## begin Excerpt provided

Figure 1: Compounds containing a phenoxazine moiety.

The first synthesis of phenoxazine dates back more than 100 years [14], and a range of synthetic routes to this target has since been developed [1]. Transition metal-free routes include the synthesis from 2-aminophenols and 3,4-dihaloarenes decorated with electron-withdrawing substituents, which proceed through a Smiles rearrangement (Scheme 1a) [15-17]. More recently, Bolm and co-workers reported a metal-free cyclization of iodo-substituted diaryl ethers with a broad scope (Scheme 1b) [18]. Transition metal-catalyzed cross couplings have also been employed to form the required C–O and C–N bonds, e.g., by Cu-catalyzed cyclization of 2-(2-bromophenoxy)anilines [17,19,20]. A Pd-catalyzed double N-arylation using di(2-bromoaryl) ethers and primary amines was recently developed (Scheme 1c) [21]. Furthermore, N-functionalization of the phenoxazine core can be performed under metal-free conditions [22].


Scheme 1: Reported syntheses of phenoxazine derivatives.

Our research group has reported highly efficient O-arylations of phenols using diaryliodonium salts [23-25], which are reactive electrophilic arylation reagents [26-28]. As diaryliodonium salts can be easily synthesized in a one-pot manner [28], we envisioned that phenoxazines could be obtained in a straightforward and efficient manner from commercially available starting materials.

## end Excerpt provided

*What this exercise asks*:
A – List every lettered part of Scheme 1 cited in the passage on phenoxazine synthesis, and give the route each one shows.
B – Carry on the passage on phenoxazine synthesis from its last sentence.
The saved entries are separate material and have no connection to the passage on phenoxazine synthesis.

## begin Records shown

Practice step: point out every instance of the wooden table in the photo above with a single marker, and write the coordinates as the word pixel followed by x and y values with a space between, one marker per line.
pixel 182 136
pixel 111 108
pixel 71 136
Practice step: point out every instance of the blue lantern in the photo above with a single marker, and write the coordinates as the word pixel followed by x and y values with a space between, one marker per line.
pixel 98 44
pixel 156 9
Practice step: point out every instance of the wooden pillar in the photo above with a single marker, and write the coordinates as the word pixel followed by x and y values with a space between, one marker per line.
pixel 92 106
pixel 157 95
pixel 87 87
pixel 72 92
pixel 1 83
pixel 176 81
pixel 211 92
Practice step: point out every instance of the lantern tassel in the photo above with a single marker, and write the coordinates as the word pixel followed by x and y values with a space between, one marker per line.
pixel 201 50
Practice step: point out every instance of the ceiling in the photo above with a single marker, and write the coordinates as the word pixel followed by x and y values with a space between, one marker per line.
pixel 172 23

## end Records shown

*Task results*:
A –
- Scheme 1a: a transition metal-free synthesis from 2-aminophenols and 3,4-dihaloarenes with electron-withdrawing substituents, proceeding through a Smiles rearrangement
- Scheme 1b: the metal-free cyclization of iodo-substituted diaryl ethers reported by Bolm and co-workers
- Scheme 1c: a Pd-catalyzed double N-arylation using di(2-bromoaryl) ethers and primary amines

B –
According to the retrosynthesis depicted in Scheme 2, target 1 would be formed from acetyl derivative 2, which can be derived from the functionalized diaryl ether 3 using Bolm’s N-arylation (see Scheme 1c) [18]. The synthesis of diaryl ether 3 is the key step of the sequence, proceeding via arylation of phenols with diaryliodonium salts using our reported methodology [23-25]. In reactions with unsymmetrical iodonium salts, this type of O-arylation is known to have an ortho-effect, i.e., chemoselective transfer of the ortho-substituted aryl moiety [29,30]. The use of unsymmetrical iodonium salts facilitates the synthesis of the reagents and avoids waste of an expensive iodoarene, and we hence envisioned chemoselective transfer of the desired aryl moiety from an unsymmetrical salt with a suitable “dummy” aryl group.


Scheme 2: Retrosynthesis of phenoxazine.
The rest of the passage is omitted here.